§ Aim of the exercise: Please reproduce every line of the records below, word for word.

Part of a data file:
┌──

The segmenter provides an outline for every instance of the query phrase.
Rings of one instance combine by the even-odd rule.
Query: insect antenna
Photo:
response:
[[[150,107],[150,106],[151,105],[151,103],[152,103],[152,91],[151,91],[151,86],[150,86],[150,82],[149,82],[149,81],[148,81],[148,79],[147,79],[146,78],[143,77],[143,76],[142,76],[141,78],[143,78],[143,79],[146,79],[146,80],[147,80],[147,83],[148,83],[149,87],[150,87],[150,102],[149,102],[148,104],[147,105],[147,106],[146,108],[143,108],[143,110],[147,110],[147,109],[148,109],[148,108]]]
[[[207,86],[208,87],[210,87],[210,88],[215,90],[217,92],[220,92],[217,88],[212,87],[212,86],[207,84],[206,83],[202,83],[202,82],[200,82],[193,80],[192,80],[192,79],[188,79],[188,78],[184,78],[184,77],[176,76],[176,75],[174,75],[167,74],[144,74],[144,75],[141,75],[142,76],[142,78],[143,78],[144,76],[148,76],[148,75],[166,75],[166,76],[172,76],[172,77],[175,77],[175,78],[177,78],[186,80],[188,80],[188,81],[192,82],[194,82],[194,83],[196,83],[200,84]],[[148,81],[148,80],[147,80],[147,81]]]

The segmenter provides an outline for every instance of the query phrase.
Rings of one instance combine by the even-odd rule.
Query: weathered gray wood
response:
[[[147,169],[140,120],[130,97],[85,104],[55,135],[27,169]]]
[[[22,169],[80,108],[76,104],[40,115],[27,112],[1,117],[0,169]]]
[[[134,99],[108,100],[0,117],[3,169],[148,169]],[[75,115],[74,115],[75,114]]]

└──

§ Written solution:
The segmenter provides an outline for every instance of the query phrase.
Rings of one instance combine by the even-odd rule.
Query: insect antenna
Photo:
response:
[[[150,107],[150,106],[151,105],[151,103],[152,103],[152,91],[151,91],[151,86],[150,86],[150,82],[149,82],[149,81],[148,81],[148,79],[147,79],[146,78],[143,77],[143,76],[142,76],[141,78],[143,78],[143,79],[146,79],[146,80],[147,80],[147,83],[148,83],[149,87],[150,87],[150,102],[149,102],[148,104],[147,105],[147,106],[146,108],[143,108],[143,110],[147,110],[147,109],[148,109],[148,108]]]
[[[207,86],[208,87],[210,87],[210,88],[215,90],[217,92],[220,92],[217,88],[212,87],[212,86],[207,84],[206,83],[202,83],[202,82],[200,82],[193,80],[192,80],[192,79],[188,79],[188,78],[184,78],[184,77],[176,76],[176,75],[174,75],[167,74],[144,74],[144,75],[141,75],[142,76],[142,78],[143,78],[144,76],[148,76],[148,75],[166,75],[166,76],[172,76],[172,77],[175,77],[175,78],[177,78],[186,80],[188,80],[188,81],[192,82],[194,82],[194,83],[196,83],[200,84]],[[148,81],[148,80],[147,80],[147,81]]]

The segmenter provides an outline for every instance of the query phrase.
Rings of one instance combine by the even-odd rule.
Query: weathered gray wood
response:
[[[147,169],[140,120],[130,97],[85,104],[55,135],[27,169]]]
[[[22,169],[80,108],[76,104],[40,115],[27,112],[1,117],[0,169]]]
[[[134,99],[108,100],[0,117],[3,169],[148,169]],[[75,115],[74,115],[75,114]]]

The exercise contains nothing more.